- [Work to do]
Reproduce word for word everything in the passage on the Ridgewood Public Schools below, from "As of the 2020–21" down to "1998-99 school year.".

- [Document excerpt]
School district in Bergen County, New Jersey, US

The Ridgewood Public Schools is a comprehensive community public school district serving students in pre-kindergarten through twelfth grade from suburban Ridgewood, in Bergen County, in the U.S. state of New Jersey.

As of the 2020–21 school year, the district, comprised of 10 schools, had an enrollment of 5,613 students and 432.6 classroom teachers (on an FTE basis), for a student–teacher ratio of 13.0:1.

The district had been classified by the New Jersey Department of Education as being in District Factor Group "J", the highest of eight groupings. District Factor Groups organize districts statewide to allow comparison by common socioeconomic characteristics of the local districts. From lowest socioeconomic status to highest, the categories are A, B, CD, DE, FG, GH, I and J.

==Awards, recognition and rankings==
Benjamin Franklin Middle School was awarded the Blue Ribbon School Award of Excellence by the United States Department of Education, the highest award an American school can receive, during the 1998-99 school year.

For the 1993-94 school year, George Washington Middle School was named a "Star School" by the New Jersey Department of Education, the highest honor that a New Jersey school can achieve. For the 1995-96 school year, Benjamin Franklin Middle School was named a "Star School".

The district's high school was the 28th-ranked public high school in New Jersey out of 339 schools statewide in New Jersey Monthly magazine's September 2014 cover story on the state's "Top Public High Schools", using a new ranking methodology. The school had been ranked 28th in the state of 328 schools in 2012, after being ranked 20th in 2010 out of 322 schools listed.

== Schools ==
Schools in the district (with 2020–21 enrollment data from the National Center for Education Statistics) are:

- Pre-school
- Glen School with 60 students in PreK and Private Day Care Center
- Elementary schools
- Henrietta Hawes Elementary School with 593 students in grades K–5
  - Shauna Stovell, principal
- Orchard Elementary School with 299 students in grades K–5
  - Mary K. Ferreri, principal
- Ridge Elementary School with 443 students in grades K–5
  - Justin Jasper, principal
- Irwin B. Somerville Elementary School with 383 students in grades K–5
  - Lorna Oates-Santos, principal
- Ira W. Travell Elementary School with 377 students in grades K–5
  - Lauren Carr, principal
- Willard Elementary School with 461 students in grades K–5
  - Carolinev Hoffman, principal
- Middle schools
- Benjamin Franklin Middle School with 698 students in grades 6–8
  - Stacey Wisniewski, principal
- George Washington Middle School with 666 students in grades 6–8
  - David Bailey, principal
- High school
- Ridgewood High School with 1,775 students in grades 9–12
  - Jeffrey M. Nyhuis, principal

== Athletics ==
Ridgewood High School's sports teams are nicknamed the Maroons. Ridgewood High School is one of 41 public and private high schools from Bergen, Essex and Passaic counties that are members of the Big North Conference.

- [Recorded data]
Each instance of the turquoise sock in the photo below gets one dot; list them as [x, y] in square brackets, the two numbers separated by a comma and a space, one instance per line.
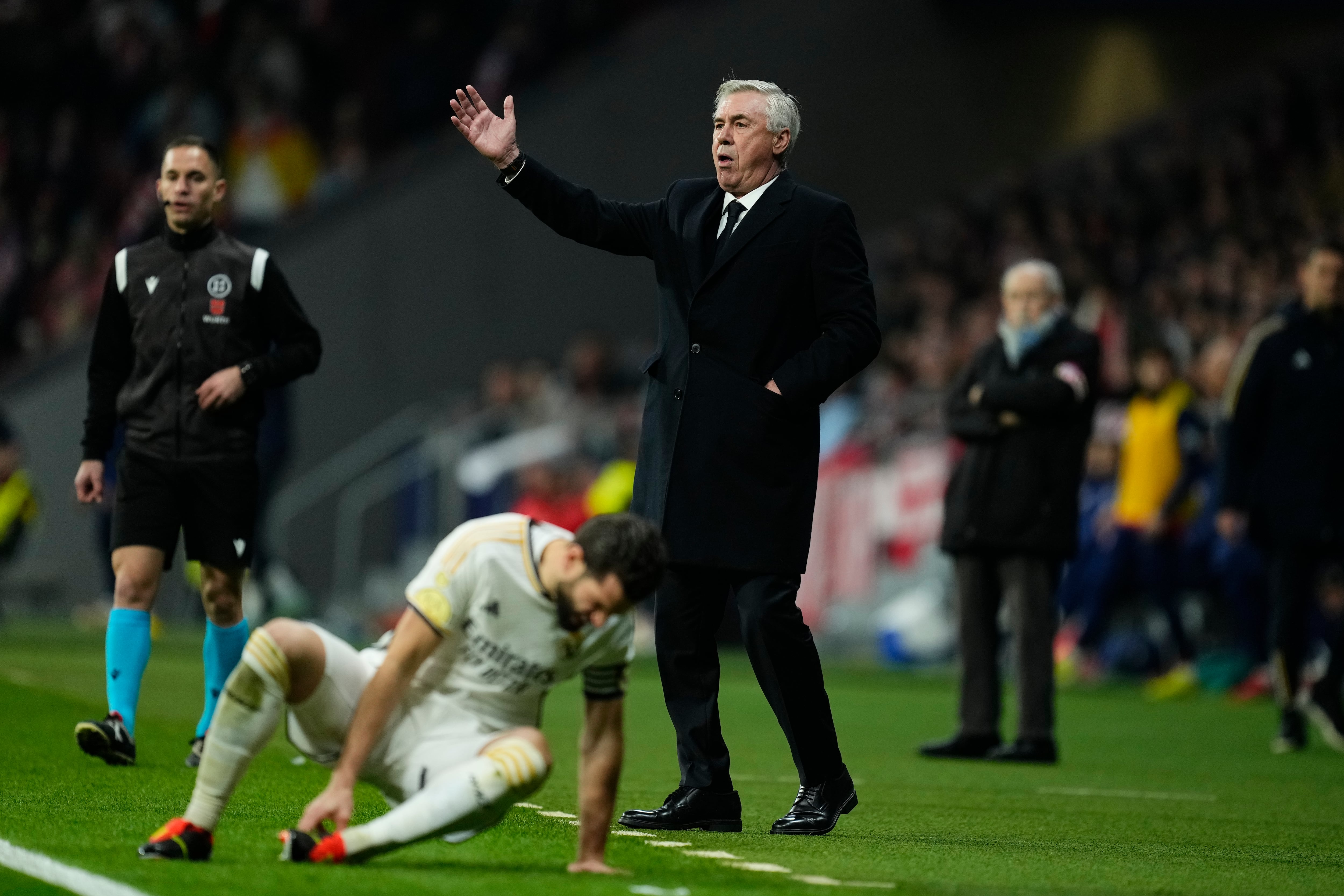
[222, 651]
[127, 654]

- [The output]
As of the 2020–21 school year, the district, comprised of 10 schools, had an enrollment of 5,613 students and 432.6 classroom teachers (on an FTE basis), for a student–teacher ratio of 13.0:1.

The district had been classified by the New Jersey Department of Education as being in District Factor Group "J", the highest of eight groupings. District Factor Groups organize districts statewide to allow comparison by common socioeconomic characteristics of the local districts. From lowest socioeconomic status to highest, the categories are A, B, CD, DE, FG, GH, I and J.

==Awards, recognition and rankings==
Benjamin Franklin Middle School was awarded the Blue Ribbon School Award of Excellence by the United States Department of Education, the highest award an American school can receive, during the 1998-99 school year.